* What to work on
(1) Translate this sentence from the bioinformatics article into Spanish: "The goal of the project is to introduce students to the emerging field of bioinformatics, where the life sciences meet computational science, in the hopes of inspiring—and retaining—some of Western New York's best and brightest young people."
(2) List every person named in the bioinformatics article.
(3) Answer these questions using the bioinformatics article:
(a) On what date was the article published?
(b) Who is the director of CCR?
(c) What two positions does Thomas Furlani hold?

* Document segment
*** Block opens ***

Published: February 26, 2004

By ELLEN GOLDBAUM
Contributing Editor

A strategy in Buffalo aimed at stimulating awareness of careers in the life sciences, particularly bioinformatics, has spurred local teachers and UB's Center for Computational Research to develop several in-school programs to introduce bioinformatics to area high school students.

photo

Russ Miller, CCR director, discusses bioinformatics with Darcy Brown, a student in the "Next Generation Scientists" project.
PHOTO: DONNA BUDNIEWSKI

The goal of the project is to introduce students to the emerging field of bioinformatics, where the life sciences meet computational science, in the hopes of inspiring—and retaining—some of Western New York's best and brightest young people.

"Western New York will be one of a handful of regions in the nation that soon will introduce a bioinformatics program into the high school curriculum," said Thomas Furlani, associate director of CCR and co-director of its high school bioinformatics project.

*** Block closes ***

* Saved entries
*** Block opens ***

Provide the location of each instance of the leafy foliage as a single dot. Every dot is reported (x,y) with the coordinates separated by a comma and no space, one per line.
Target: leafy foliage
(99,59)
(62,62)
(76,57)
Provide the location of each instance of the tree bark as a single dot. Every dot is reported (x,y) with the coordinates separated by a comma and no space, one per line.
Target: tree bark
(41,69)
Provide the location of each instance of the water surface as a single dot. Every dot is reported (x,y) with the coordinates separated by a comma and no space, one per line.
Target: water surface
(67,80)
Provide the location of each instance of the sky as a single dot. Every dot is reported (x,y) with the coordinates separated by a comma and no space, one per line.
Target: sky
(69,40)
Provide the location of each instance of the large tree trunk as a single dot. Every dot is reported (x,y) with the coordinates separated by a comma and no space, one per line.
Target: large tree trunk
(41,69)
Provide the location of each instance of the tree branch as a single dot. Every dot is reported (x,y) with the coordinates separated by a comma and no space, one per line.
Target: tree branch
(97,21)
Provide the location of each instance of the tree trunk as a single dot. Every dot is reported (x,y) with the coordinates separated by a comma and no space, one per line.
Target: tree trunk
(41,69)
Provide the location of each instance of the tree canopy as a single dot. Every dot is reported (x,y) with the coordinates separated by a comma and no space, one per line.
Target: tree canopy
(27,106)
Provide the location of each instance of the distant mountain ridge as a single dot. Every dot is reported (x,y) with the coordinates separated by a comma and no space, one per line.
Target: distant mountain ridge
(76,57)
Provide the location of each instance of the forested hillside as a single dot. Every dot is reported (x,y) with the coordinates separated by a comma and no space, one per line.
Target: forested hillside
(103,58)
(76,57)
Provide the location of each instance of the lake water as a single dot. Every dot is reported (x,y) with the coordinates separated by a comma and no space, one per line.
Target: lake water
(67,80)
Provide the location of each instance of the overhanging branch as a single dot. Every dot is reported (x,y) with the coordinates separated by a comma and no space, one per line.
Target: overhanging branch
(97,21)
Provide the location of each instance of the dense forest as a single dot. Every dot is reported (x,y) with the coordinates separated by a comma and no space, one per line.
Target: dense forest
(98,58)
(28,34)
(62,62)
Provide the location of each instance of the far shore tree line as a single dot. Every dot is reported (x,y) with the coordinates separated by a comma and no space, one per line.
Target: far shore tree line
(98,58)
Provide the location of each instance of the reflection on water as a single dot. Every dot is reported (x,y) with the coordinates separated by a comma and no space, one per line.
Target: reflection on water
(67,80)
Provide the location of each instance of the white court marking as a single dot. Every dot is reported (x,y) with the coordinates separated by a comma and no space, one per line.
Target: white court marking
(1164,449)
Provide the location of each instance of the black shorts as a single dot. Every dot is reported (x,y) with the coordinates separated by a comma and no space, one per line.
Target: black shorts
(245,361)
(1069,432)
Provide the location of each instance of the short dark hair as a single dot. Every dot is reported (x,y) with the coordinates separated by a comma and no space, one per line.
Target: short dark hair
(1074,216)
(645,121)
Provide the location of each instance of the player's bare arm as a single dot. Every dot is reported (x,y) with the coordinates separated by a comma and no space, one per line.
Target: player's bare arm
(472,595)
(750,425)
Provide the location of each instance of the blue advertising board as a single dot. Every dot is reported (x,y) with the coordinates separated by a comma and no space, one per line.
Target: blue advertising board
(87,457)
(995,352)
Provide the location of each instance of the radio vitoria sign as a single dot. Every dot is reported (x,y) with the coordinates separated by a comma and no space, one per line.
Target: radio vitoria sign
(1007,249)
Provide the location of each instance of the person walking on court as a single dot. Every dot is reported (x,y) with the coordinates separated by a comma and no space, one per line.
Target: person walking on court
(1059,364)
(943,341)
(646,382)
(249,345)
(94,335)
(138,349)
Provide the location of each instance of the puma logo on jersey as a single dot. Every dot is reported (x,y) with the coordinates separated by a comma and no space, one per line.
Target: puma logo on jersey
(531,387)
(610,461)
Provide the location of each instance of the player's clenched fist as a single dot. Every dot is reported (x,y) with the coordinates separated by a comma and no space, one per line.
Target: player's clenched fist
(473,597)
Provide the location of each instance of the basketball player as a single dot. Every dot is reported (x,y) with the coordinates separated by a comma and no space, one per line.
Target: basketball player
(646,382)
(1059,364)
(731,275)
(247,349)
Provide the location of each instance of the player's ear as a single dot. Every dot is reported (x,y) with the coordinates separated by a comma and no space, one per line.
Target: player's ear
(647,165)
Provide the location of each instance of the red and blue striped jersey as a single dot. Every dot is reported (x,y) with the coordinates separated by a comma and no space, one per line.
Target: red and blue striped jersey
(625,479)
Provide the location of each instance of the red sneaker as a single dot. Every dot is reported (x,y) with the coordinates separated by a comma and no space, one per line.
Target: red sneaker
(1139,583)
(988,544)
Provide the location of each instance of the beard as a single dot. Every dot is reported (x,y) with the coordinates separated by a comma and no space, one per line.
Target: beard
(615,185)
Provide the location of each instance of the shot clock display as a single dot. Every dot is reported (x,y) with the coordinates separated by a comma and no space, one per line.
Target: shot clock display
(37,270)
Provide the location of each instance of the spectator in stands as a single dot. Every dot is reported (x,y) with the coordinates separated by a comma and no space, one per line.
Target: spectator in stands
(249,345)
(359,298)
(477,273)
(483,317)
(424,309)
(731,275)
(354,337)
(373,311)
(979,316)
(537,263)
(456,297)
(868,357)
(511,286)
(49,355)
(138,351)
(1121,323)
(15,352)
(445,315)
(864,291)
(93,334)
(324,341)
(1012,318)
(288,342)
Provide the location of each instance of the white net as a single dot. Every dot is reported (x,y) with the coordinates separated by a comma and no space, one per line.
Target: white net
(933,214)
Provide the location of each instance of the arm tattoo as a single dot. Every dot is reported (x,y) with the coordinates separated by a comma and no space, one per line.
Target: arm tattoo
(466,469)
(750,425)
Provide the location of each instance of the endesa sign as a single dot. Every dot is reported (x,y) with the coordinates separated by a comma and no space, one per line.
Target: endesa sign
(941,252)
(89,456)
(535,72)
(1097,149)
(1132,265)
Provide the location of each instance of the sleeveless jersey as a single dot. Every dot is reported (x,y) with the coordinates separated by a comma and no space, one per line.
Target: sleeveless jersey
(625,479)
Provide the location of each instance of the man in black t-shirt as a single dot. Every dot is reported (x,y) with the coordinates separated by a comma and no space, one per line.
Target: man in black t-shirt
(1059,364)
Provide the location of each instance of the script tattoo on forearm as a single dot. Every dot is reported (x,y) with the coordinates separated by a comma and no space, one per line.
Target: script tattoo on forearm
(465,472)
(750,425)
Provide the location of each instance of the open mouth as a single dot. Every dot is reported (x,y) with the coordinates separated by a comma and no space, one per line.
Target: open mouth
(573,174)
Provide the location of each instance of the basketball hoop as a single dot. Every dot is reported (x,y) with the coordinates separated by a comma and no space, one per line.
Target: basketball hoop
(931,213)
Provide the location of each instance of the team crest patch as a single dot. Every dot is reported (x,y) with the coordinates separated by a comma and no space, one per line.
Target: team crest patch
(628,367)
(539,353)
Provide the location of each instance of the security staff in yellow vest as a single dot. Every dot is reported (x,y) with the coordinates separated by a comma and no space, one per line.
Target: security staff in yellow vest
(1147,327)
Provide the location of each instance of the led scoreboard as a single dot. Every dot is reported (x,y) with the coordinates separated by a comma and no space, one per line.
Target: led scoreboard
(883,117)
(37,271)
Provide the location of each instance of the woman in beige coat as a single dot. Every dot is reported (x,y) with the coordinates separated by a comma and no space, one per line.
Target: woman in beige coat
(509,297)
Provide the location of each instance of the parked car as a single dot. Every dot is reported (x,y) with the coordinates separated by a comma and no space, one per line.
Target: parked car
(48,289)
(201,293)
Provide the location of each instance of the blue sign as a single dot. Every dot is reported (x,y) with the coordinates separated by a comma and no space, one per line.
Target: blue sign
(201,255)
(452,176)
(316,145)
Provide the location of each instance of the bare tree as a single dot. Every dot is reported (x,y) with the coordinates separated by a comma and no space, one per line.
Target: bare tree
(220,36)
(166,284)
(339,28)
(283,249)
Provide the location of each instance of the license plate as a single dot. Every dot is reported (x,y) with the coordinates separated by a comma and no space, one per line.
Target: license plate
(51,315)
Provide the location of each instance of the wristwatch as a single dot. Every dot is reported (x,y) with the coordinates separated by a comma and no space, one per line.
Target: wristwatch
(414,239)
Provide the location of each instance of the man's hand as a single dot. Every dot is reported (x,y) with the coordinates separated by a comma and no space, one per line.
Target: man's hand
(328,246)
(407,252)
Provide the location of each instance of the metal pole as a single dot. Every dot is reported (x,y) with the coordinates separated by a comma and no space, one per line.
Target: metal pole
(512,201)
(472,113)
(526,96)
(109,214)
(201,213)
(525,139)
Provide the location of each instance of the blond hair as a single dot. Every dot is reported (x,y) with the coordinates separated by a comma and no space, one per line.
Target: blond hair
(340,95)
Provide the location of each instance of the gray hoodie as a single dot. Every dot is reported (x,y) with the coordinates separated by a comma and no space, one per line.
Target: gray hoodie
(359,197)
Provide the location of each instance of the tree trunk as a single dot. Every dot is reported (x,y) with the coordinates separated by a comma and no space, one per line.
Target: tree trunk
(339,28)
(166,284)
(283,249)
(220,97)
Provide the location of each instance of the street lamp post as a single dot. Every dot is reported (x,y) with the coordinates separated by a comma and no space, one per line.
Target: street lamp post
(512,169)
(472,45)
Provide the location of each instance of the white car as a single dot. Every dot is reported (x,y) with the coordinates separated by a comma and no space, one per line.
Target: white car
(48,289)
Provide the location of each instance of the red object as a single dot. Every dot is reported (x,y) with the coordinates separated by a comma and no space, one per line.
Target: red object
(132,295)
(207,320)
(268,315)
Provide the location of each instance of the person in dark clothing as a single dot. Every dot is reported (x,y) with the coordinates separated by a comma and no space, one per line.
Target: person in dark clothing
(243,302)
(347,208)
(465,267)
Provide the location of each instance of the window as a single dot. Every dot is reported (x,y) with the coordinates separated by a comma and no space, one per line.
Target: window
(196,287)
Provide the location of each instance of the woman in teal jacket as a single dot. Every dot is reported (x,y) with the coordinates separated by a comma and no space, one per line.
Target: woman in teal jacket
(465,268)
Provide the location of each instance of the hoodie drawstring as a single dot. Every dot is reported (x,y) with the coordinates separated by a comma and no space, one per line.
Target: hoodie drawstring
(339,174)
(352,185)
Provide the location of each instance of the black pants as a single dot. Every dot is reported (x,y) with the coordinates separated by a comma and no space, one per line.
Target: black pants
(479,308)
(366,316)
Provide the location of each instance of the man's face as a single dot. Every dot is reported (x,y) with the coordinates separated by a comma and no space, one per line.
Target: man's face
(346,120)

*** Block closes ***

* Exercise solutions
(1) El objetivo del proyecto es presentar a los estudiantes el campo emergente de la bioinformática, donde las ciencias de la vida se encuentran con la ciencia computacional, con la esperanza de inspirar —y retener— a algunos de los jóvenes más brillantes y talentosos del oeste de Nueva York.

(2)
Ellen Goldbaum
Russ Miller
Darcy Brown
Donna Budniewski
Thomas Furlani

(3)
(a) February 26, 2004
(b) Russ Miller
(c) Associate director of CCR and co-director of its high school bioinformatics project